**Problem statement**
Please copy the material below line for line, leaving every character unchanged.

(Records from a collection)
++++++

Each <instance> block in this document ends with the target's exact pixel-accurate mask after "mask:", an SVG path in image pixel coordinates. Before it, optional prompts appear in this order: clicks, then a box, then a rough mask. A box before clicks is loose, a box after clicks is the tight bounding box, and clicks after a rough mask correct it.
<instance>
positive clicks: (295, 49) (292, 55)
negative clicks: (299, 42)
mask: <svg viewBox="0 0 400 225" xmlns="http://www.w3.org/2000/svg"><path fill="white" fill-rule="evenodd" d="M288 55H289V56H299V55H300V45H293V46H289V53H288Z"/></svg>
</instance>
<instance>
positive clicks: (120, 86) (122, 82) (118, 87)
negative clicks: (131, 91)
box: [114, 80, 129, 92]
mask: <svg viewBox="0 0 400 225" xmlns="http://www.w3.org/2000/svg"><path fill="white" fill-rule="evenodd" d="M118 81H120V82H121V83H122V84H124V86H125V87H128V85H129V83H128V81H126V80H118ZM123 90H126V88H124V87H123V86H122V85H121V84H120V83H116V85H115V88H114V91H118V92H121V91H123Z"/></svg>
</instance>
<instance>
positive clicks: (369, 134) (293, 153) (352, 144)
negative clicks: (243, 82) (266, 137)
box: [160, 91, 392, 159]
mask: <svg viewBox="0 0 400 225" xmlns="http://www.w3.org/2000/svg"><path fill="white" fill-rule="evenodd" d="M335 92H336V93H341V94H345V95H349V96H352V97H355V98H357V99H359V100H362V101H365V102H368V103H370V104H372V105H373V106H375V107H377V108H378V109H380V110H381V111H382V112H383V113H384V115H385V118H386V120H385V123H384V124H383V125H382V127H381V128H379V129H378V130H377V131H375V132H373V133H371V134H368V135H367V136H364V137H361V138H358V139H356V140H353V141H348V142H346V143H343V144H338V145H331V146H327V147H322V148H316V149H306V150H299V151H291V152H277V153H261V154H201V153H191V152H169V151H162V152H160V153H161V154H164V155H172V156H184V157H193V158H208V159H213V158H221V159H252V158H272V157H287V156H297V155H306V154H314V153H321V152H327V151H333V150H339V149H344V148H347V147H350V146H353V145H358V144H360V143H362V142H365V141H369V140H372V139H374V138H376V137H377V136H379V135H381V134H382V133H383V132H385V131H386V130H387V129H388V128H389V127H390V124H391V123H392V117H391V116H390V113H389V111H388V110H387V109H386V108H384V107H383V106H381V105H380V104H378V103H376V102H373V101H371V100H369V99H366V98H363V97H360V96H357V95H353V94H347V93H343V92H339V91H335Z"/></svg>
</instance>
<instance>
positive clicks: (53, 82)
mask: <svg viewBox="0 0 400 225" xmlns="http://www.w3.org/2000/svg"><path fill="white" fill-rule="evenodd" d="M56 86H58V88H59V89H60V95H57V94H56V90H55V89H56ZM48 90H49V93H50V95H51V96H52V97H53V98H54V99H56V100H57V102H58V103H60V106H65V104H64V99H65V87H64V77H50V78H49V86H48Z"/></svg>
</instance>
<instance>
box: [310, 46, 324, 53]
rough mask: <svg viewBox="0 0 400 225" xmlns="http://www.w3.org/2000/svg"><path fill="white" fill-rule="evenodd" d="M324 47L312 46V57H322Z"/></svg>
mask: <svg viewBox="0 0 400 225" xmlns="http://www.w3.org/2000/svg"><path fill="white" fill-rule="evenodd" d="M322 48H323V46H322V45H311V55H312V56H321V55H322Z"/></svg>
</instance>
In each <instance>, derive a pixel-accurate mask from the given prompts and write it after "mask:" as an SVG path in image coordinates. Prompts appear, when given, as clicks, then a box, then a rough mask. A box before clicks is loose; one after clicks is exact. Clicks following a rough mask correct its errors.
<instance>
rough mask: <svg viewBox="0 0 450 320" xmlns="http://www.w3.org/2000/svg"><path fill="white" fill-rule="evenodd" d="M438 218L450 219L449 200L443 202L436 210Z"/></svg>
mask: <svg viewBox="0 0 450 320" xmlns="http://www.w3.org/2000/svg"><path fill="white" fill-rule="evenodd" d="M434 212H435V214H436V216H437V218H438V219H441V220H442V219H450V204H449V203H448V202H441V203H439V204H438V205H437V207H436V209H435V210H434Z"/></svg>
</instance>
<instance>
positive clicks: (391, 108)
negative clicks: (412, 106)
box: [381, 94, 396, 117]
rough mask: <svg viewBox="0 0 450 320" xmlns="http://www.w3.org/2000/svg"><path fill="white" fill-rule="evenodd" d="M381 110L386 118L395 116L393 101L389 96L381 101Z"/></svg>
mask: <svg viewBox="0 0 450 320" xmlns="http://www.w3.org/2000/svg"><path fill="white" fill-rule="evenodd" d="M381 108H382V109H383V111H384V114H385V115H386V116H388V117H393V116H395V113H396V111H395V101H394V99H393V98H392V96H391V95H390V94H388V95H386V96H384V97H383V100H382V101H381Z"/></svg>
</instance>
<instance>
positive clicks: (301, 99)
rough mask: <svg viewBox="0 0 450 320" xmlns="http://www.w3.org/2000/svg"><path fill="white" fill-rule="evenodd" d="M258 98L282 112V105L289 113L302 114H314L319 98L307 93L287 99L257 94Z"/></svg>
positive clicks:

++++++

**Solution to this task**
Each <instance> block in this document ends with the target's exact pixel-accurate mask after "mask:", an SVG path in image pixel coordinates. Before it, optional prompts appear in this order: clicks, then a box, then a rough mask. A box before clicks is loose, a box after clicks is the tight bounding box, and clicks after a rough mask correct it.
<instance>
positive clicks: (295, 49) (292, 55)
negative clicks: (299, 42)
mask: <svg viewBox="0 0 400 225" xmlns="http://www.w3.org/2000/svg"><path fill="white" fill-rule="evenodd" d="M288 55H289V56H299V55H300V45H293V46H289V53H288Z"/></svg>
</instance>
<instance>
positive clicks: (120, 86) (122, 82) (118, 87)
negative clicks: (131, 91)
box: [114, 80, 129, 92]
mask: <svg viewBox="0 0 400 225" xmlns="http://www.w3.org/2000/svg"><path fill="white" fill-rule="evenodd" d="M118 81H120V82H121V83H122V84H124V86H125V87H128V85H129V83H128V81H126V80H118ZM123 90H126V88H124V87H123V86H122V85H121V84H120V83H116V85H115V88H114V91H118V92H121V91H123Z"/></svg>
</instance>
<instance>
positive clicks: (369, 134) (293, 153) (352, 144)
negative clicks: (243, 82) (266, 137)
box: [160, 91, 392, 159]
mask: <svg viewBox="0 0 400 225" xmlns="http://www.w3.org/2000/svg"><path fill="white" fill-rule="evenodd" d="M335 92H336V93H341V94H345V95H349V96H352V97H355V98H357V99H359V100H362V101H365V102H368V103H370V104H372V105H373V106H375V107H377V108H378V109H380V110H381V111H382V112H383V113H384V115H385V118H386V120H385V123H384V124H383V125H382V127H381V128H379V129H378V130H377V131H375V132H373V133H371V134H368V135H367V136H364V137H361V138H358V139H356V140H353V141H348V142H346V143H343V144H338V145H331V146H327V147H322V148H316V149H306V150H299V151H291V152H277V153H261V154H201V153H191V152H169V151H162V152H160V153H161V154H164V155H172V156H184V157H193V158H208V159H213V158H221V159H252V158H272V157H287V156H297V155H306V154H314V153H321V152H327V151H333V150H339V149H344V148H347V147H350V146H353V145H358V144H360V143H362V142H365V141H369V140H372V139H374V138H376V137H377V136H379V135H381V134H382V133H383V132H385V131H386V130H387V129H388V128H389V127H390V124H391V123H392V117H391V116H390V113H389V111H388V110H387V109H386V108H384V107H383V106H381V105H380V104H378V103H376V102H373V101H371V100H369V99H366V98H363V97H360V96H357V95H353V94H347V93H343V92H339V91H335Z"/></svg>
</instance>
<instance>
positive clicks: (53, 82)
mask: <svg viewBox="0 0 400 225" xmlns="http://www.w3.org/2000/svg"><path fill="white" fill-rule="evenodd" d="M56 86H58V88H59V89H60V95H57V94H56V90H55V89H56ZM48 90H49V93H50V95H51V96H52V97H53V98H54V99H56V100H57V102H58V103H60V106H65V104H64V99H65V87H64V77H50V78H49V86H48Z"/></svg>
</instance>
<instance>
box: [310, 46, 324, 53]
rough mask: <svg viewBox="0 0 400 225" xmlns="http://www.w3.org/2000/svg"><path fill="white" fill-rule="evenodd" d="M324 47L312 46V57H322Z"/></svg>
mask: <svg viewBox="0 0 400 225" xmlns="http://www.w3.org/2000/svg"><path fill="white" fill-rule="evenodd" d="M322 48H323V46H322V45H311V55H312V56H321V55H322Z"/></svg>
</instance>
In each <instance>, derive a pixel-accurate mask from the given prompts and write it after "mask:" as an SVG path in image coordinates. Prompts appear, when given, as clicks, then a box, then a rough mask. A box before clicks is loose; one after clicks is exact. Clicks following a rough mask correct its errors.
<instance>
rough mask: <svg viewBox="0 0 450 320" xmlns="http://www.w3.org/2000/svg"><path fill="white" fill-rule="evenodd" d="M438 218L450 219L449 200L443 202L436 210Z"/></svg>
mask: <svg viewBox="0 0 450 320" xmlns="http://www.w3.org/2000/svg"><path fill="white" fill-rule="evenodd" d="M434 212H435V214H436V216H437V218H438V219H441V220H442V219H450V204H449V203H448V202H441V203H439V204H438V205H437V207H436V209H435V210H434Z"/></svg>
</instance>
<instance>
positive clicks: (391, 108)
negative clicks: (412, 106)
box: [381, 94, 396, 117]
rough mask: <svg viewBox="0 0 450 320" xmlns="http://www.w3.org/2000/svg"><path fill="white" fill-rule="evenodd" d="M381 110L386 118L395 116L393 101L389 96L381 101Z"/></svg>
mask: <svg viewBox="0 0 450 320" xmlns="http://www.w3.org/2000/svg"><path fill="white" fill-rule="evenodd" d="M381 108H382V109H383V111H384V114H385V115H386V116H388V117H393V116H395V113H396V111H395V101H394V99H393V98H392V96H391V95H390V94H388V95H386V96H384V97H383V100H382V101H381Z"/></svg>
</instance>
<instance>
positive clicks: (301, 99)
rough mask: <svg viewBox="0 0 450 320" xmlns="http://www.w3.org/2000/svg"><path fill="white" fill-rule="evenodd" d="M258 98L282 112V105L289 113L302 114H314L319 98L307 93L287 99L257 94Z"/></svg>
positive clicks:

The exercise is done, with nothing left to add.